#### ABOUT THIS EXERCISE:
In the material below, find each line that contains the word "gazebo" and copy it.

#### EXTRACTED ENTRIES:

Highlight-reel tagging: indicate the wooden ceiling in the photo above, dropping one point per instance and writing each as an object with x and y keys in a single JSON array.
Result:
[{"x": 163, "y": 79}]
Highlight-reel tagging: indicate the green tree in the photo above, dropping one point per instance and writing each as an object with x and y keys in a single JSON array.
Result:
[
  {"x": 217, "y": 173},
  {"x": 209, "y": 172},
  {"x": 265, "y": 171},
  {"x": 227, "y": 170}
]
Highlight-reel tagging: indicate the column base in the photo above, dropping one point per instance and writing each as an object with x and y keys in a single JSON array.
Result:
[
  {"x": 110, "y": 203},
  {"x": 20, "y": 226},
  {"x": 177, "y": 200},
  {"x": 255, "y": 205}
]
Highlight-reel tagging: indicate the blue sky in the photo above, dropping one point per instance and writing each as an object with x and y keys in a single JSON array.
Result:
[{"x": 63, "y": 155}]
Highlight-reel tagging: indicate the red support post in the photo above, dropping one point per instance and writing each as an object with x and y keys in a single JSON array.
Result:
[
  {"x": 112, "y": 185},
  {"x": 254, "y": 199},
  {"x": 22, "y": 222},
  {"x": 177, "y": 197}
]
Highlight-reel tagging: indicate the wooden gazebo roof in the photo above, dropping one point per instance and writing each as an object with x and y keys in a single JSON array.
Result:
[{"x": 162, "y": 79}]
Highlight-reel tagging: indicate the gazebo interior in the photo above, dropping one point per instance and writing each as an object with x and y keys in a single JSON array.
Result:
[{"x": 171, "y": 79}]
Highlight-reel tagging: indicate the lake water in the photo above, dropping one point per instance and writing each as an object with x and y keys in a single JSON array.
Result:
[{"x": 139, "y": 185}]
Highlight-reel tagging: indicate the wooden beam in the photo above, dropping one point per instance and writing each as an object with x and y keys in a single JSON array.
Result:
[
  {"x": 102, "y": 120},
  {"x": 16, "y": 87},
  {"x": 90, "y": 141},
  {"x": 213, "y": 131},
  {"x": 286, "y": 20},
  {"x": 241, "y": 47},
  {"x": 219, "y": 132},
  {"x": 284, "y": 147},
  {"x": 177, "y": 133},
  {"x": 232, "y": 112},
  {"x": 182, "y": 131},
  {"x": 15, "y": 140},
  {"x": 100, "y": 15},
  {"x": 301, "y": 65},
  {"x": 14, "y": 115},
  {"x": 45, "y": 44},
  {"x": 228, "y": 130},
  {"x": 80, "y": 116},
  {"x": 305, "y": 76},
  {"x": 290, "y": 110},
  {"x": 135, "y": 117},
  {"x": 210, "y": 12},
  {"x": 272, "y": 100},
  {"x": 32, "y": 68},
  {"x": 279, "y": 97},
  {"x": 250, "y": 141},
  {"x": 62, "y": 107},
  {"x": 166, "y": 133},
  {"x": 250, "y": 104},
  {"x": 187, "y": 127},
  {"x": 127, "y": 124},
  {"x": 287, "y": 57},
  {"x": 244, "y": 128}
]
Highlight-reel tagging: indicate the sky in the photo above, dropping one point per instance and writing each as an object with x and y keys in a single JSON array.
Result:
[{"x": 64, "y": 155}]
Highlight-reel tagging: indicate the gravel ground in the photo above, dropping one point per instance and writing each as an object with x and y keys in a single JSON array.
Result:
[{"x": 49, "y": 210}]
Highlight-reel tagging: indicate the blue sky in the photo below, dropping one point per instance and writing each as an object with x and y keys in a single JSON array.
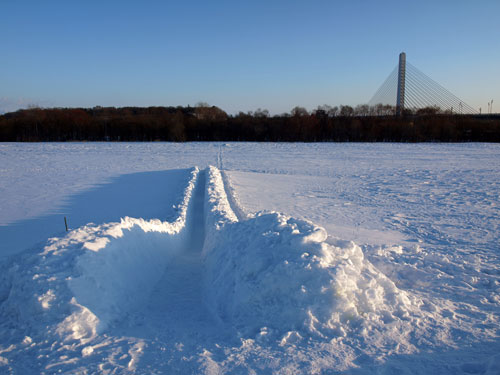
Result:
[{"x": 240, "y": 55}]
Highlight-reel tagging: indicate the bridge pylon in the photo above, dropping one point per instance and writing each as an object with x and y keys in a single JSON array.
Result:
[{"x": 400, "y": 99}]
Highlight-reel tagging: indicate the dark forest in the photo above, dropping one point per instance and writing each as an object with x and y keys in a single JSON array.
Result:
[{"x": 205, "y": 123}]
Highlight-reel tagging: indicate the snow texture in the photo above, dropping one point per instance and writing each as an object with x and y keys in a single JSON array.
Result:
[{"x": 210, "y": 278}]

#### SOLUTION TO THIS TASK:
Highlight-reel tagging: indicate the wooden gazebo roof in the photo above, dropping one point per instance and writing each as an object with x and y keys in a single JSON array.
Highlight-reel tagging: indicate the gazebo interior in the photo above, dropping one point per instance and writing each as an object with x and y keys in a single JSON array.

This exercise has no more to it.